* SET PROBLEM: Print each of the entries exactly, leaving nothing out.

* RECORDS FOR THIS EXERCISE:
◆ ◆ ◆ ◆
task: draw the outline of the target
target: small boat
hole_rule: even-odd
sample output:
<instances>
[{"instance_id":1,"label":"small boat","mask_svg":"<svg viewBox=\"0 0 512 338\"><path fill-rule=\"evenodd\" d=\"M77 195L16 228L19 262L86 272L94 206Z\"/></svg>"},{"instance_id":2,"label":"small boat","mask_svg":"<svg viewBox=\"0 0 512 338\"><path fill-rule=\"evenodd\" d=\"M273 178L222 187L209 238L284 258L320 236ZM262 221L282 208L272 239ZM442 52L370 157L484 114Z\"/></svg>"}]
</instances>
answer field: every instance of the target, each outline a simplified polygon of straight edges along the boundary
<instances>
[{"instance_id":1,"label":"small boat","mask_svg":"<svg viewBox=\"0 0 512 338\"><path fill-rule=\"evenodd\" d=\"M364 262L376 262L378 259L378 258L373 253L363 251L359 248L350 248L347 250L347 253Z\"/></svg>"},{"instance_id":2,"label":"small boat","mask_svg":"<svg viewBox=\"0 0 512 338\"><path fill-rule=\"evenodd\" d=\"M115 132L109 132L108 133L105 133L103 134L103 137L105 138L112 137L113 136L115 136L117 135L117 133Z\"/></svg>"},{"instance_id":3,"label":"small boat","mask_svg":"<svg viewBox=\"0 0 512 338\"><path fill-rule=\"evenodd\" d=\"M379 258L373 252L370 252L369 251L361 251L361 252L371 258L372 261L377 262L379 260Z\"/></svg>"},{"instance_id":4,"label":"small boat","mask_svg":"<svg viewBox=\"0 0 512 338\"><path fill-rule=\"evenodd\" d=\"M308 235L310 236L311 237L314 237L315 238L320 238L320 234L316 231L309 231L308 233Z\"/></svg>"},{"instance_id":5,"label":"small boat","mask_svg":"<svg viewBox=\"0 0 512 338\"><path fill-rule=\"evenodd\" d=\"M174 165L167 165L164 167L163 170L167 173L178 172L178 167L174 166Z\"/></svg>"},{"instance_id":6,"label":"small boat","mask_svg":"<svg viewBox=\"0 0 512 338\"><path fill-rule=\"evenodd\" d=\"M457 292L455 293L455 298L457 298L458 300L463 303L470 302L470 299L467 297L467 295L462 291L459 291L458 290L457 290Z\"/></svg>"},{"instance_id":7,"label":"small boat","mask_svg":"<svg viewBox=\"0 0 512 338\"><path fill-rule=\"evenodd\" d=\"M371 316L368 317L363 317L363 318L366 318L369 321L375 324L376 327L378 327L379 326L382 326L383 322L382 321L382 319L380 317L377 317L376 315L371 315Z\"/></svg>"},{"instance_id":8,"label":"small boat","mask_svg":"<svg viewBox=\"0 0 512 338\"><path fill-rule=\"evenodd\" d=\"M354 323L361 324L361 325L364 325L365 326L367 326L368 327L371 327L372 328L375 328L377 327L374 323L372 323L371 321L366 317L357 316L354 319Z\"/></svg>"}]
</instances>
◆ ◆ ◆ ◆
* TASK SOLUTION:
task: draw the outline of the target
target: small boat
hole_rule: even-odd
sample output:
<instances>
[{"instance_id":1,"label":"small boat","mask_svg":"<svg viewBox=\"0 0 512 338\"><path fill-rule=\"evenodd\" d=\"M77 195L16 228L19 262L86 272L94 206Z\"/></svg>"},{"instance_id":2,"label":"small boat","mask_svg":"<svg viewBox=\"0 0 512 338\"><path fill-rule=\"evenodd\" d=\"M273 178L222 187L209 238L284 258L320 236ZM262 221L282 208L272 239ZM442 52L370 157L484 114Z\"/></svg>"}]
</instances>
answer field: every instance of the target, each outline a simplified polygon of straight edges along the boundary
<instances>
[{"instance_id":1,"label":"small boat","mask_svg":"<svg viewBox=\"0 0 512 338\"><path fill-rule=\"evenodd\" d=\"M364 262L376 262L378 259L378 258L373 253L363 251L359 248L350 248L347 250L347 253Z\"/></svg>"},{"instance_id":2,"label":"small boat","mask_svg":"<svg viewBox=\"0 0 512 338\"><path fill-rule=\"evenodd\" d=\"M115 132L109 132L108 133L105 133L103 134L103 137L105 138L112 137L113 136L115 136L117 135L117 133Z\"/></svg>"},{"instance_id":3,"label":"small boat","mask_svg":"<svg viewBox=\"0 0 512 338\"><path fill-rule=\"evenodd\" d=\"M379 258L373 252L370 252L369 251L361 251L361 252L371 258L372 261L377 262L379 260Z\"/></svg>"},{"instance_id":4,"label":"small boat","mask_svg":"<svg viewBox=\"0 0 512 338\"><path fill-rule=\"evenodd\" d=\"M308 235L310 236L311 237L314 237L315 238L320 238L320 234L316 231L309 231L308 233Z\"/></svg>"},{"instance_id":5,"label":"small boat","mask_svg":"<svg viewBox=\"0 0 512 338\"><path fill-rule=\"evenodd\" d=\"M174 165L167 165L164 167L163 170L167 173L178 172L178 167L174 166Z\"/></svg>"},{"instance_id":6,"label":"small boat","mask_svg":"<svg viewBox=\"0 0 512 338\"><path fill-rule=\"evenodd\" d=\"M457 292L455 293L455 298L457 298L458 300L463 303L470 302L470 299L467 297L467 295L462 291L459 291L458 290L457 290Z\"/></svg>"},{"instance_id":7,"label":"small boat","mask_svg":"<svg viewBox=\"0 0 512 338\"><path fill-rule=\"evenodd\" d=\"M371 316L368 317L363 317L363 318L366 318L369 321L375 324L376 327L378 327L379 326L382 326L383 322L382 321L382 319L380 317L377 317L376 315L371 315Z\"/></svg>"},{"instance_id":8,"label":"small boat","mask_svg":"<svg viewBox=\"0 0 512 338\"><path fill-rule=\"evenodd\" d=\"M354 323L361 324L361 325L364 325L365 326L367 326L368 327L371 327L372 328L375 328L377 327L374 323L372 323L371 321L366 317L357 316L354 319Z\"/></svg>"}]
</instances>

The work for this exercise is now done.